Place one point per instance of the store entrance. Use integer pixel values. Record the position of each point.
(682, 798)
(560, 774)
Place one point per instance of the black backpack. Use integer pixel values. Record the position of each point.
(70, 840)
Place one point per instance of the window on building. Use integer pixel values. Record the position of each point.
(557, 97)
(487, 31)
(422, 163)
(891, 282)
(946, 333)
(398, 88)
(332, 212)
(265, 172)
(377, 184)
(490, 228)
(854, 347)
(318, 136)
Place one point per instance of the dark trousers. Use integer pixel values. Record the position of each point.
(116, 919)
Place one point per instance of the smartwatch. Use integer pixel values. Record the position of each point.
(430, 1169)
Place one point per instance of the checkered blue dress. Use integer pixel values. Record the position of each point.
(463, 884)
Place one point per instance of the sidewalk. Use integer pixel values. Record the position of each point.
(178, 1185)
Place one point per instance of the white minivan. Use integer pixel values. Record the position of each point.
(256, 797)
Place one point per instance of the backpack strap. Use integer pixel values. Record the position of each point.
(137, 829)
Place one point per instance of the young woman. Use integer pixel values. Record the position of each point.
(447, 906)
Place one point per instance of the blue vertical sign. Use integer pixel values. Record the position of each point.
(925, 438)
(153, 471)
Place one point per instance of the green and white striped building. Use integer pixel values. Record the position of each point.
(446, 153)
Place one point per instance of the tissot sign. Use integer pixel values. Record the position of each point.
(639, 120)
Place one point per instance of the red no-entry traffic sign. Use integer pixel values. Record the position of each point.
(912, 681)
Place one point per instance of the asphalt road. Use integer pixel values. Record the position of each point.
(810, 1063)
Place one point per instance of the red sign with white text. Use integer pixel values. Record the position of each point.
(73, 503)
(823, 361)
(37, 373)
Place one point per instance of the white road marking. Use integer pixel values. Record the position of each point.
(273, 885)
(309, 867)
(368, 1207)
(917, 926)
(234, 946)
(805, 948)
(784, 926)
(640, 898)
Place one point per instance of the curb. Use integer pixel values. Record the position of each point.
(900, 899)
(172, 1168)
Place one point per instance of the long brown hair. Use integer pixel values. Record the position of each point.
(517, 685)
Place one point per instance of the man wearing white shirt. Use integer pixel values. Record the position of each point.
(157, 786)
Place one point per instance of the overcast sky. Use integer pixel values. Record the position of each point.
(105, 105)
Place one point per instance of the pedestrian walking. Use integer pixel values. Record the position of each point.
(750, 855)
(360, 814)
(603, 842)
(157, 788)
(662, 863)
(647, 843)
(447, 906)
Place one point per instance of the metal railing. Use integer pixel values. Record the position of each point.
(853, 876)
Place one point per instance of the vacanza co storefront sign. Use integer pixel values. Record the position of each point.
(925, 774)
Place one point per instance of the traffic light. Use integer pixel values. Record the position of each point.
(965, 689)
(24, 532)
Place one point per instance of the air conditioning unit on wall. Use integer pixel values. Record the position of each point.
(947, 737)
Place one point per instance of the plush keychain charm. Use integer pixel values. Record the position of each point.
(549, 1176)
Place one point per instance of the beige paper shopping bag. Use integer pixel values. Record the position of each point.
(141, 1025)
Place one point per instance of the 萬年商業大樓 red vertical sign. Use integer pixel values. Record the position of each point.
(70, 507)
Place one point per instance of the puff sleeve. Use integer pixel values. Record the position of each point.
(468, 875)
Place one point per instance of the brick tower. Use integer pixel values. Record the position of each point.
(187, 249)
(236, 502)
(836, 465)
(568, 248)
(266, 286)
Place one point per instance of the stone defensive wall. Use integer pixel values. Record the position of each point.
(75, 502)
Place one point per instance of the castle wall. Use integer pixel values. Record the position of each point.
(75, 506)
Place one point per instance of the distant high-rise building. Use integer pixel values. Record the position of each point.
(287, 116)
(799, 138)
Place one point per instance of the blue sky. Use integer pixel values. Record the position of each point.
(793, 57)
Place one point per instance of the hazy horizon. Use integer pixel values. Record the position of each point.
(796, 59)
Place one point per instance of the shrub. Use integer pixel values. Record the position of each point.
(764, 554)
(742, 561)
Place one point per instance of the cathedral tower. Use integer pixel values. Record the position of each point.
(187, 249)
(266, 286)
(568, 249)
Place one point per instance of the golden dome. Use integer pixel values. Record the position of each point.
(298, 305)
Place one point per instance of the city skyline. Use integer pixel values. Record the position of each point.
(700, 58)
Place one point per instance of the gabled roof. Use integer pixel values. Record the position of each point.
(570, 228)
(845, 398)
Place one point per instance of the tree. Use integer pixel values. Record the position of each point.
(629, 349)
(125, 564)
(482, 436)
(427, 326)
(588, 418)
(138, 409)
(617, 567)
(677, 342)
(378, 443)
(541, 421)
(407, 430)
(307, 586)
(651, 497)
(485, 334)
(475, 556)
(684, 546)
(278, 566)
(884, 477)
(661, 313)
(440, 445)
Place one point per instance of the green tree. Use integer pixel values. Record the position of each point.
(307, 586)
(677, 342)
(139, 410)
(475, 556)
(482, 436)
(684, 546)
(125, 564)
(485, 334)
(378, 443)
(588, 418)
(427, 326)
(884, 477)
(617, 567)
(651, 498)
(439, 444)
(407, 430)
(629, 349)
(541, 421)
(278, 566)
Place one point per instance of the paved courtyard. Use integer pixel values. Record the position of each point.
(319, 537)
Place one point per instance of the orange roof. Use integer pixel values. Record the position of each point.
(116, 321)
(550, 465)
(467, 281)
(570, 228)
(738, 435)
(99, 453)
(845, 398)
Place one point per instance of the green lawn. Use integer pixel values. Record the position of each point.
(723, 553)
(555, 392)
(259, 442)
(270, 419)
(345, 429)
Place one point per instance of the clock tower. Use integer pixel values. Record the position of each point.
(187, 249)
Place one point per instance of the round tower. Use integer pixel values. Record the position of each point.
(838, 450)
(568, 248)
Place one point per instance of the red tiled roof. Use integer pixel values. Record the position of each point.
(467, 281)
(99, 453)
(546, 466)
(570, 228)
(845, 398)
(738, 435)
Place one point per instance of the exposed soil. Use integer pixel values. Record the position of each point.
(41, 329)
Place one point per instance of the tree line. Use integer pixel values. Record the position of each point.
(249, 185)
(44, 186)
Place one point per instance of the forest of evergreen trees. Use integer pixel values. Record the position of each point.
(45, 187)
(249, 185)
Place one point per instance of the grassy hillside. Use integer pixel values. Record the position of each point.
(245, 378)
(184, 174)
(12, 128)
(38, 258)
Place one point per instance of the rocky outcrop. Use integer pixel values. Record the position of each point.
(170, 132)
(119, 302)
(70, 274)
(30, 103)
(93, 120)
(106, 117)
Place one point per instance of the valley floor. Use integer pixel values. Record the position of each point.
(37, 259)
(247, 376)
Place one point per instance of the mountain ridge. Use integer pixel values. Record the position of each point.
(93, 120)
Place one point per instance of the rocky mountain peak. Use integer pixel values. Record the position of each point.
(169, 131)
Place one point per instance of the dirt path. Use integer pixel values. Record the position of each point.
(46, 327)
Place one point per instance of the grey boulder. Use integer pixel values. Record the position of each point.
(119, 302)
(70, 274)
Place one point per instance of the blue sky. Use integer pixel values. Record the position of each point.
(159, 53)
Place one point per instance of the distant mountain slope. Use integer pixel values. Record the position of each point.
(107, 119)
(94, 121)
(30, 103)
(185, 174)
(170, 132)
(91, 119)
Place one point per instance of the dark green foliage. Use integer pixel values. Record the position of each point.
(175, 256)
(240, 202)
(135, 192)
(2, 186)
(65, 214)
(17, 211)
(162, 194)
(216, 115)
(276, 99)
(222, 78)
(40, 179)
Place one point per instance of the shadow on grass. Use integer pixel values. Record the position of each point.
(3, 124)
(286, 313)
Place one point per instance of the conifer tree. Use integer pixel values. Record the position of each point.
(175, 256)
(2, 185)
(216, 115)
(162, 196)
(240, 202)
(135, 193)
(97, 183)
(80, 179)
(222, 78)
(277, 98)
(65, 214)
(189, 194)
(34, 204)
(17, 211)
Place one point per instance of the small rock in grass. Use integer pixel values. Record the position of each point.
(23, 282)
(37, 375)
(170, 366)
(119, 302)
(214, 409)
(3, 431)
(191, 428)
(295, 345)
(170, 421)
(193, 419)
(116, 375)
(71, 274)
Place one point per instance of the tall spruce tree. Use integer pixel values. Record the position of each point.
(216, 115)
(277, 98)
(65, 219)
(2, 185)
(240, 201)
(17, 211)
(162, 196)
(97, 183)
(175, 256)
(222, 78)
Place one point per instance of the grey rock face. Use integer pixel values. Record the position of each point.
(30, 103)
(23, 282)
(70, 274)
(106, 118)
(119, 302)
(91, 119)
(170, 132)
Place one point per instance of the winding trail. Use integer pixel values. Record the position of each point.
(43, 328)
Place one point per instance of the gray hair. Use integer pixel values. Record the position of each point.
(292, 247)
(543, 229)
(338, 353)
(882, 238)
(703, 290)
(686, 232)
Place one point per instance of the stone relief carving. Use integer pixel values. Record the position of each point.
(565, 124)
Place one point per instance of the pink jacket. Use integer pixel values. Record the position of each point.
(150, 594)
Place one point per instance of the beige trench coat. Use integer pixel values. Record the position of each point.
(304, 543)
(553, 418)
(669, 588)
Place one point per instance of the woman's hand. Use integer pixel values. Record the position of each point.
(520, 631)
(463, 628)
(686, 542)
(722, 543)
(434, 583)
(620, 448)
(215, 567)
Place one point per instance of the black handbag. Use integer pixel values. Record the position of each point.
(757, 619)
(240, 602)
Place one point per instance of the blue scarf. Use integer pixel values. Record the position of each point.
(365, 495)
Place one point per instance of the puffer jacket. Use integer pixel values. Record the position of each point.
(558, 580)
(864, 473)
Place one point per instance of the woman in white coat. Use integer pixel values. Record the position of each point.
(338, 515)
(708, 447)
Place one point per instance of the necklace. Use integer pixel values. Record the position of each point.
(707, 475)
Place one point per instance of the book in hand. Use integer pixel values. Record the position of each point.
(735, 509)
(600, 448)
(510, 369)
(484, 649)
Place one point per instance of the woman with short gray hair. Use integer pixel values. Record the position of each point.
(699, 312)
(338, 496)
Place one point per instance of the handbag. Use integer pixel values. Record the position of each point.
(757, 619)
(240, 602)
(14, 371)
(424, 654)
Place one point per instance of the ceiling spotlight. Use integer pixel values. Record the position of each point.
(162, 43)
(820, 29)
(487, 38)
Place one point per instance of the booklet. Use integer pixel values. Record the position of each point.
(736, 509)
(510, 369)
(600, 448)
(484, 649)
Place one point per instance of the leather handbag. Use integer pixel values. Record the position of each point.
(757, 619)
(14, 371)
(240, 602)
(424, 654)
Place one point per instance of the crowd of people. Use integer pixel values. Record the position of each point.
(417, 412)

* * *

Problem description: From the line containing "Place one point per instance of the ceiling" through the last line of the entries above, print each line exactly as it stands.

Finished task:
Place one point per instance of the ceiling spotlight. Use integer pixel values. Record the position of each point.
(162, 43)
(820, 29)
(487, 38)
Place one point per instance of the booklet. Use integer pixel values. Record the position of each point.
(736, 509)
(510, 369)
(600, 448)
(484, 649)
Place one point per instance of the leather handbag. Use integer pixel values. Record the position of each point.
(757, 619)
(14, 371)
(240, 602)
(424, 654)
Place one point per instance of the crowd of people. Use integer pixel values. Record the position of each point.
(417, 412)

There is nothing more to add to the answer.